Informal description

Given a bijective $R$-algebra homomorphism $f: A_1 \to A_2$ between two $R$-algebras $A_1$ and $A_2$, this function constructs an $R$-algebra isomorphism $A_1 \simeq_{R} A_2$ by combining the bijection with the ring homomorphism structure of $f$.

AlgEquiv.coe_ofBijective theorem

{f : A₁ →ₐ[R] A₂} {hf : Function.Bijective f} : (AlgEquiv.ofBijective f hf : A₁ → A₂) = f

Full source

@[simp]
theorem coe_ofBijective {f : A₁ →ₐ[R] A₂} {hf : Function.Bijective f} :
    (AlgEquiv.ofBijective f hf : A₁ → A₂) = f :=
  rfl

Underlying function of $R$-algebra isomorphism from bijective homomorphism equals original homomorphism

Informal description

Let $R$ be a commutative semiring, and let $A_1$ and $A_2$ be semirings equipped with $R$-algebra structures. Given a bijective $R$-algebra homomorphism $f: A_1 \to A_2$, the underlying function of the $R$-algebra isomorphism $\text{AlgEquiv.ofBijective}\, f\, hf$ is equal to $f$.

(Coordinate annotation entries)
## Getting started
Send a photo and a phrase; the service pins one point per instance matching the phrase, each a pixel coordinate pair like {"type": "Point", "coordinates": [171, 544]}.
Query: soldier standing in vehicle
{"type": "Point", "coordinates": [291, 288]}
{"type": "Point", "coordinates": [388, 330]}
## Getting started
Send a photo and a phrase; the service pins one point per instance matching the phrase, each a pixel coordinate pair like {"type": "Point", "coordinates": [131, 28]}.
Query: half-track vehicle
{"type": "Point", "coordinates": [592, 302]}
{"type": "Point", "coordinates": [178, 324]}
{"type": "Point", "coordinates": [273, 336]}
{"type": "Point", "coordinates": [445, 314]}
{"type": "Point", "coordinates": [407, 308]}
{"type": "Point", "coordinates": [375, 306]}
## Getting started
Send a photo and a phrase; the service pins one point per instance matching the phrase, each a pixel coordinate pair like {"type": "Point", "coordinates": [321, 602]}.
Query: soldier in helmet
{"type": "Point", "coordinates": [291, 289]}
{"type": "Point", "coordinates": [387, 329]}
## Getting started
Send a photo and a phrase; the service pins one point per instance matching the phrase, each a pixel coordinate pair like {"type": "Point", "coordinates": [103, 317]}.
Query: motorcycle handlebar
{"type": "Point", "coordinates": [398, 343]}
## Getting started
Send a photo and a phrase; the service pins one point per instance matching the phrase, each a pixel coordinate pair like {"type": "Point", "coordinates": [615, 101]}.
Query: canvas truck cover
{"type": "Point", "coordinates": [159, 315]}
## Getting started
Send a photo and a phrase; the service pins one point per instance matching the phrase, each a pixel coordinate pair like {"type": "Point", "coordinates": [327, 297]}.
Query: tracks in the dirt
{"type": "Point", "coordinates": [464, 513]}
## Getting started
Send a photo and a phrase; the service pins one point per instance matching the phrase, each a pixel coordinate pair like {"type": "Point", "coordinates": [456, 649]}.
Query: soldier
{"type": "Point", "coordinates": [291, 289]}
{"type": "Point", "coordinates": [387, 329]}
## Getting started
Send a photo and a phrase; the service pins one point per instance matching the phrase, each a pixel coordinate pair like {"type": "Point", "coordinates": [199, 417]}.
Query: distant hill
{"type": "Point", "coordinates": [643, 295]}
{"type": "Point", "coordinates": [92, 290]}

_Exercise set_
1. Write out the passage on the AlgEquiv.coe_ofBijective theorem, starting at "Let $R$ be a" and ending at "equal to $f$.".
2. Extend the passage on the AlgEquiv.coe_ofBijective theorem, picking up right after its final sentence.

_Outputs_
1.
Let $R$ be a commutative semiring, and let $A_1$ and $A_2$ be semirings equipped with $R$-algebra structures. Given a bijective $R$-algebra homomorphism $f: A_1 \to A_2$, the underlying function of the $R$-algebra isomorphism $\text{AlgEquiv.ofBijective}\, f\, hf$ is equal to $f$.

2.
AlgEquiv.ofBijective_apply theorem

{f : A₁ →ₐ[R] A₂} {hf : Function.Bijective f} (a : A₁) : (AlgEquiv.ofBijective f hf) a = f a

Full source

theorem ofBijective_apply {f : A₁ →ₐ[R] A₂} {hf : Function.Bijective f} (a : A₁) :
    (AlgEquiv.ofBijective f hf) a = f a :=
  rfl

Evaluation of $R$-algebra isomorphism constructed from bijective homomorphism

Informal description

Let $R$ be a commutative semiring, and let $A_1$ and $A_2$ be semirings equipped with $R$-algebra structures. Given a bijective $R$-algebra homomorphism $f: A_1 \to A_2$ and an element $a \in A_1$, the $R$-algebra isomorphism $\text{AlgEquiv.ofBijective}\,f\,hf$ applied to $a$ equals $f(a)$.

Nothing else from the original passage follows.